# [OBJECTIVE]
Arrange every line of the items below as a Markdown table with the columns Row and Line, numbering each row and leaving out blank lines.

(Point placement records)

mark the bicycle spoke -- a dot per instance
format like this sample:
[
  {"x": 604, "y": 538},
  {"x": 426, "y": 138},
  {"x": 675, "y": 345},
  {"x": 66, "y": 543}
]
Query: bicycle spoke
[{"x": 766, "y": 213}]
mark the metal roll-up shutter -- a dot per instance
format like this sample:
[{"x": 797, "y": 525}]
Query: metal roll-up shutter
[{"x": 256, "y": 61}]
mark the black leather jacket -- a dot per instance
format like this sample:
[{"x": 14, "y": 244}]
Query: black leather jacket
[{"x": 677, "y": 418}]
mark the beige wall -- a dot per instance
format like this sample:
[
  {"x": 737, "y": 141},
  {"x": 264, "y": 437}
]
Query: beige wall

# [REPLY]
| Row | Line |
|---|---|
| 1 | mark the bicycle spoke -- a dot per instance |
| 2 | format like this sample: |
| 3 | [ |
| 4 |   {"x": 604, "y": 538}, |
| 5 |   {"x": 426, "y": 138}, |
| 6 |   {"x": 675, "y": 345}, |
| 7 |   {"x": 66, "y": 543} |
| 8 | ] |
| 9 | Query: bicycle spoke |
| 10 | [{"x": 766, "y": 213}] |
| 11 | mark the metal roll-up shutter -- a dot per instance |
| 12 | format like this sample: |
| 13 | [{"x": 797, "y": 525}] |
| 14 | Query: metal roll-up shutter |
| 15 | [{"x": 256, "y": 61}] |
| 16 | mark the black leather jacket -- a dot per instance |
| 17 | format like this sample: |
| 18 | [{"x": 14, "y": 244}] |
| 19 | Query: black leather jacket |
| 20 | [{"x": 677, "y": 418}] |
| 21 | mark the beige wall -- a dot per instance |
| 22 | format like this sample: |
| 23 | [ |
| 24 |   {"x": 737, "y": 141}, |
| 25 |   {"x": 264, "y": 437} |
| 26 | ] |
| 27 | Query: beige wall |